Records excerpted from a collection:

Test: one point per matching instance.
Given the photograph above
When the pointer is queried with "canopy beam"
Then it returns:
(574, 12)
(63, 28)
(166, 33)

PROBLEM TO SOLVE
Lay out every line of the items above as a Markdown table with two columns, Row and Line, and omit any blank lines.

RESULT OF THIS EXERCISE
| Row | Line |
|---|---|
| 1 | Test: one point per matching instance. |
| 2 | Given the photograph above |
| 3 | When the pointer is queried with "canopy beam" |
| 4 | Then it returns: |
| 5 | (574, 12) |
| 6 | (63, 28) |
| 7 | (166, 33) |